[Start of Attachment]

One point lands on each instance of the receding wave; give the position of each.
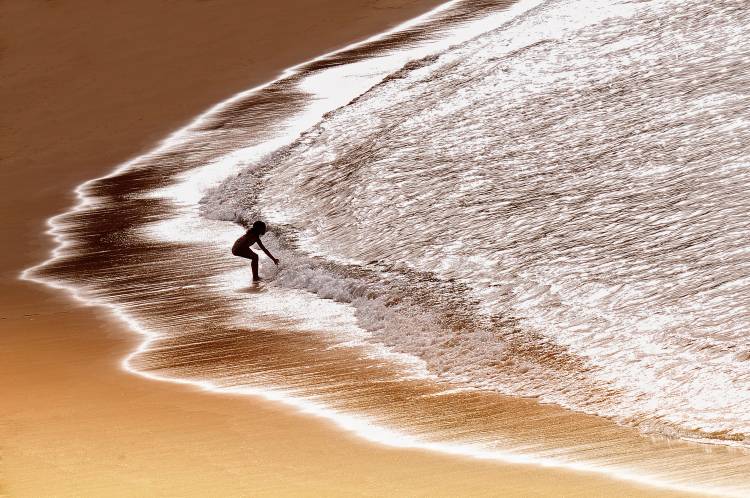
(486, 219)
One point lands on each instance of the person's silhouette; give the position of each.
(242, 245)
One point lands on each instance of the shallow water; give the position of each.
(549, 205)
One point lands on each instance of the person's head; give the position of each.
(259, 228)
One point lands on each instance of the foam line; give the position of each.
(359, 425)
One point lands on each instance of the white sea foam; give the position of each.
(438, 144)
(581, 170)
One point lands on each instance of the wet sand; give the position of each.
(85, 87)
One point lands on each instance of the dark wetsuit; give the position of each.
(241, 248)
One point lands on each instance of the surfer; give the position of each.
(242, 245)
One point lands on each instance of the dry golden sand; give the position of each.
(85, 86)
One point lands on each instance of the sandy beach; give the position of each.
(85, 87)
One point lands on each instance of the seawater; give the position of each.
(575, 182)
(485, 215)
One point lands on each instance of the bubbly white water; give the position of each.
(556, 208)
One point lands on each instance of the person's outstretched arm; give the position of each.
(260, 244)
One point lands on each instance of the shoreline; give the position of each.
(509, 474)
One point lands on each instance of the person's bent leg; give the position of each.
(254, 265)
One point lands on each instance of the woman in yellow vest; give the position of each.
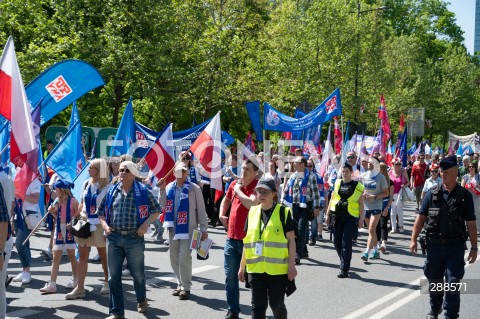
(268, 252)
(347, 206)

[End of Attachment]

About this exercise: In the copy, keep every line of the data above exactly and drop each picture.

Response:
One point lands on each instance of the receding wave; give the position of each.
(486, 219)
One point lands on each instance of the person's silhouette; give the position of each.
(242, 245)
One point lands on each instance of the shallow water; give the position of each.
(549, 205)
One point lands on each instance of the person's head; give the position of each.
(259, 228)
One point lands on each instance of the foam line; give the position of each.
(359, 425)
One point lands on each instance of the white sea foam; give the position of each.
(438, 144)
(581, 170)
One point lands on each instance of the wet sand; give the position of each.
(85, 87)
One point lands on each instance of the dark wetsuit; give the position of each.
(241, 248)
One point lands on each instance of the surfer; give the position of each.
(242, 245)
One point lands on each instance of the dry golden sand; give the position of each.
(85, 86)
One point lands on each instance of the sandy beach; give the position of each.
(85, 87)
One point lands on each instance of the seawater; give the position of each.
(575, 182)
(485, 215)
One point lands on each instance of the bubbly white water; give the position of each.
(556, 208)
One point lands on each instance of the person's outstretched arm; give the position of each.
(260, 244)
One point lands on each instance of the shoreline; give the position of each.
(509, 474)
One point lands on each instance of the person's bent leg; give the position of each.
(254, 265)
One point lands on each instance of the woman in yellow vest; give the position of each.
(268, 252)
(347, 206)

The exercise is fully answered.